Nach dem gestrigen EuGH-Urteil zu Rx-Boni wird sich der Markt verändern: Denkbar wäre etwa eine Wiederbelebung von Pick-up-Konzepten. Damit hatte sich in der Vergangenheit vor allem die Drogeriekette dm profiliert. Das Karlsruher Unternehmen will nun aber zunächst abwarten, wie sich das Urteil auf den deutschen Arzneimittelmarkt tatsächlich auswirkt.
Das Rezept im Drogeriemarkt abgeben und die Arzneimittel wenige Tage später dort abholen – dm war Vorreiter in Sachen Pick-up. Doch die Kunden haben das Modell nicht besonders gut angenommen, weshalb die Terminals im vergangenen Jahr aus den Filialen verschwanden.
Wird das Projekt angesichts des EuGH-Urteils jetzt reanimiert? Auf der Jahrespressekonferenz in Berlin zeigte sich dm-Geschäftsführer Christian Harms zwar zurückhaltend, wollte aber nichts ausschließen. „Das Urteil ist noch zu frisch. Bevor wir belastbare Aussagen treffen können, müssen wir abwarten, welche Schritte der Gesetzgeber unternimmt“, sagte er.

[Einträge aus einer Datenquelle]
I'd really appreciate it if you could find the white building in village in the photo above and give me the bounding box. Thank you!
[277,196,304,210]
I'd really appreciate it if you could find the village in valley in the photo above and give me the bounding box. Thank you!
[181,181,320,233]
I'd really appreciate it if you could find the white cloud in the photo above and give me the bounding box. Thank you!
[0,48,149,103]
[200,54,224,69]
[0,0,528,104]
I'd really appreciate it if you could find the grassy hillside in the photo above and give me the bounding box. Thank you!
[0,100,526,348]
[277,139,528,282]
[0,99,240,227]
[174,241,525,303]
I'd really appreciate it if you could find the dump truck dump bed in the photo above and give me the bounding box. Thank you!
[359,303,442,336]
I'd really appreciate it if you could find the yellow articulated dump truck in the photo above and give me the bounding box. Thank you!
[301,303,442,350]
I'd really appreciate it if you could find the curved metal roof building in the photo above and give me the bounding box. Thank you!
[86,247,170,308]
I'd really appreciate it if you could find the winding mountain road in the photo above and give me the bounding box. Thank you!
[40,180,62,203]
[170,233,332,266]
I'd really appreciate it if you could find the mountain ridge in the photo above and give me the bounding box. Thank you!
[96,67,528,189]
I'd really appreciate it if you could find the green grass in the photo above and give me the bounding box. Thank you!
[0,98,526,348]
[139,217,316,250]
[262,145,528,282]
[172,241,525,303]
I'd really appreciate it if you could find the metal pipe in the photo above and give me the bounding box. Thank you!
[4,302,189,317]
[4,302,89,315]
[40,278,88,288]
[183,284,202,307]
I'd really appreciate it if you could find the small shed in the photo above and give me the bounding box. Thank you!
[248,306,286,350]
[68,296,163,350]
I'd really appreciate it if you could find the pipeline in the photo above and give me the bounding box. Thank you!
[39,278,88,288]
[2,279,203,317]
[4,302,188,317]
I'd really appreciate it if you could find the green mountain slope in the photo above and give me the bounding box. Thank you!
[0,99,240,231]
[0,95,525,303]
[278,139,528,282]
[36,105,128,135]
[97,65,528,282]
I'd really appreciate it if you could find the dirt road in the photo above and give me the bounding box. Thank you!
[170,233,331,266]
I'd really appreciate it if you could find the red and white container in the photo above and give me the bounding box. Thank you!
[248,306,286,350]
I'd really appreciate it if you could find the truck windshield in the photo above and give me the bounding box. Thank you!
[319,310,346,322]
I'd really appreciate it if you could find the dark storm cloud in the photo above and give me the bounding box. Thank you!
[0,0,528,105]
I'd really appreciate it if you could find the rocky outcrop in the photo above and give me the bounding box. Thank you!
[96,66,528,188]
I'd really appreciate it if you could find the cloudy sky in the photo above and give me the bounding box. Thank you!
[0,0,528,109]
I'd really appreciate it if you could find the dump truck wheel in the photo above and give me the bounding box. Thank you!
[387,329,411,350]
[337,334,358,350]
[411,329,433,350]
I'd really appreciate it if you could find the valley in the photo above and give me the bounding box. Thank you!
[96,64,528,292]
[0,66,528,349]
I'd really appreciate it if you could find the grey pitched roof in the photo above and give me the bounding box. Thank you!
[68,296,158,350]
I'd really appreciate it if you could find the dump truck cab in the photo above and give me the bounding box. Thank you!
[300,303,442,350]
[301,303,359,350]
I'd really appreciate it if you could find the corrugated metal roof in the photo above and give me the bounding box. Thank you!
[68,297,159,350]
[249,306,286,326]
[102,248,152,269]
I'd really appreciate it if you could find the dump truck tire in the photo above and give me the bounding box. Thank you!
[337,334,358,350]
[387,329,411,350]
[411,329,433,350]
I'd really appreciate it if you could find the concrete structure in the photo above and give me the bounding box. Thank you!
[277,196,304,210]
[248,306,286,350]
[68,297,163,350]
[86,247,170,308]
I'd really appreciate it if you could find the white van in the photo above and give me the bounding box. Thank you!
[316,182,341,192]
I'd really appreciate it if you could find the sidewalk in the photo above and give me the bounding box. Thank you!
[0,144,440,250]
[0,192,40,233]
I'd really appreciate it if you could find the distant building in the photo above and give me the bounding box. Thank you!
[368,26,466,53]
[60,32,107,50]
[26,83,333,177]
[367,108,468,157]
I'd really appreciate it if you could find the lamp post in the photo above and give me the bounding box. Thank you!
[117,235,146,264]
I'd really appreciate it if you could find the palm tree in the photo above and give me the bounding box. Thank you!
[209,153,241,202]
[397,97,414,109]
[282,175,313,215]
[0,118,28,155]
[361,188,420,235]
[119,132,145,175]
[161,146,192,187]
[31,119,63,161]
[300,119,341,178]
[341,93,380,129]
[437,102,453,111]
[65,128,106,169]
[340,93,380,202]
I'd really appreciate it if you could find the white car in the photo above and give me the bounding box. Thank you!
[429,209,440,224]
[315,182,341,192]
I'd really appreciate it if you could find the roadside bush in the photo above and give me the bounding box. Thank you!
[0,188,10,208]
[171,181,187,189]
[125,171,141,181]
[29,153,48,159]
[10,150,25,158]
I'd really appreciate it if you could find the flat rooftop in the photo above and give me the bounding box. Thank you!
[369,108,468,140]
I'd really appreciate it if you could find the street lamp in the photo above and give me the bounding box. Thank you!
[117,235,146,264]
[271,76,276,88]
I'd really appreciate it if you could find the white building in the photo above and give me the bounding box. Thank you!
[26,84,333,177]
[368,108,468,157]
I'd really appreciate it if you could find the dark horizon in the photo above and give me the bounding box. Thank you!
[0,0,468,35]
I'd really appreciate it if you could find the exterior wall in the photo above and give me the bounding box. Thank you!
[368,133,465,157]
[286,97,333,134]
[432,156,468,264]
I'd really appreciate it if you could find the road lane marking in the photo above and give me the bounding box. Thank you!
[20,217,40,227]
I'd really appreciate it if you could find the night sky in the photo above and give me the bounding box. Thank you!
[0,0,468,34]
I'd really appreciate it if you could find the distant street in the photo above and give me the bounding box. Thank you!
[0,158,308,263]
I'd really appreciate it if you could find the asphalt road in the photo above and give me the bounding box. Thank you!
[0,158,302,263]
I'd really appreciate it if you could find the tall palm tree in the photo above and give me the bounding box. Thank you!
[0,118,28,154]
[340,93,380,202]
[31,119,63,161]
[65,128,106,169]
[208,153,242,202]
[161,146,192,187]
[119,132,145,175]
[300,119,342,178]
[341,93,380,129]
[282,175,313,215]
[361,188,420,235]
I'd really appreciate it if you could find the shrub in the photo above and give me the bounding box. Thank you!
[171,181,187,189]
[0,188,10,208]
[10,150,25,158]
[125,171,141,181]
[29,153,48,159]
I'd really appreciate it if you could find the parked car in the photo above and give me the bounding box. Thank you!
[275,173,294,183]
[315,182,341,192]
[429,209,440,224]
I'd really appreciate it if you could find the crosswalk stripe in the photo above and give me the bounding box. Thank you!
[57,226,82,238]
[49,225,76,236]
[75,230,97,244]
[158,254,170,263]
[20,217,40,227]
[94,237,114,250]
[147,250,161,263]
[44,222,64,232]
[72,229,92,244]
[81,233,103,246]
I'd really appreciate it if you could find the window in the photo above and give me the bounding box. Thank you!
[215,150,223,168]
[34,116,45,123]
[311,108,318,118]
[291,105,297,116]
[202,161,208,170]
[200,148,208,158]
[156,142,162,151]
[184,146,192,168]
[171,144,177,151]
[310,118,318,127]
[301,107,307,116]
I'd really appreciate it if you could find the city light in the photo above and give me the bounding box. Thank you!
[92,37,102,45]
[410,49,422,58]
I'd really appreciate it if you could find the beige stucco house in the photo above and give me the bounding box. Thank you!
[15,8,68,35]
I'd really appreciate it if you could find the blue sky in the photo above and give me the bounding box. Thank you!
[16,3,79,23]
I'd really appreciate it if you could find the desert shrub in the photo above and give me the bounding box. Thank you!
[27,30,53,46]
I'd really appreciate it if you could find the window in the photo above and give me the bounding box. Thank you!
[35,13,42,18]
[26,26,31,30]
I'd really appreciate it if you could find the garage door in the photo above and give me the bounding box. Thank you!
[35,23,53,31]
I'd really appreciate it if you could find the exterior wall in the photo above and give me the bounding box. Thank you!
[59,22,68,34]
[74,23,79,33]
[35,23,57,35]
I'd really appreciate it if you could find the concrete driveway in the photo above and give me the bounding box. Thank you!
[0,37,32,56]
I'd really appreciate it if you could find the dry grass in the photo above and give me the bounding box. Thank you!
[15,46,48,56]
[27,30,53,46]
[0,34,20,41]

* * *

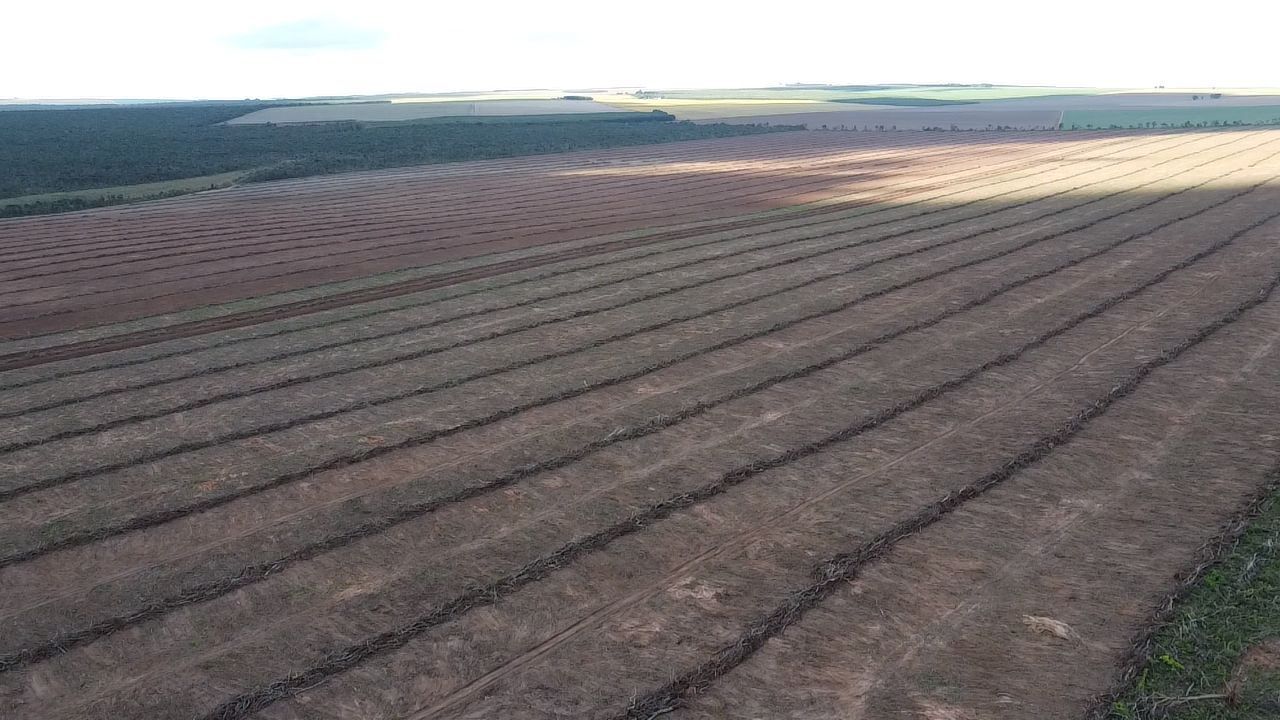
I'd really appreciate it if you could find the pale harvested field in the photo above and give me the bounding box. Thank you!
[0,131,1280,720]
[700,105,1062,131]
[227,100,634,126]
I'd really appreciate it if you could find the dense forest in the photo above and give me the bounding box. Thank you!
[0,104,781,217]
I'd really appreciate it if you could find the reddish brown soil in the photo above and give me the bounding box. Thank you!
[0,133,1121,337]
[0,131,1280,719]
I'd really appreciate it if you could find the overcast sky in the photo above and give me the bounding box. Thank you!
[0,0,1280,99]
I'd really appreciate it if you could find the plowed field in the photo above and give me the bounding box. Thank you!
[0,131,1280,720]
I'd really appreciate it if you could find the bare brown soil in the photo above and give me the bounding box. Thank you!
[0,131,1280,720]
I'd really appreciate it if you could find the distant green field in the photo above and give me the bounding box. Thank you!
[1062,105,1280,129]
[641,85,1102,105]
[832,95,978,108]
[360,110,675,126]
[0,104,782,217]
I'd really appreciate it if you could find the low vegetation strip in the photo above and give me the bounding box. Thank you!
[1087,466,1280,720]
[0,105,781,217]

AUFGABE
Beantworte anhand des Textauszugs über dm und Pick-up-Konzepte die folgenden Fragen.
1. In welcher Stadt ist dm laut dem Textauszug ansässig?
2. Wann verschwanden die Pick-up-Terminals aus den Filialen?
3. Wie heißt der dm-Geschäftsführer, der sich auf der Jahrespressekonferenz äußerte?

ANTWORT
1. In Karlsruhe.
2. Im vergangenen Jahr.
3. Christian Harms.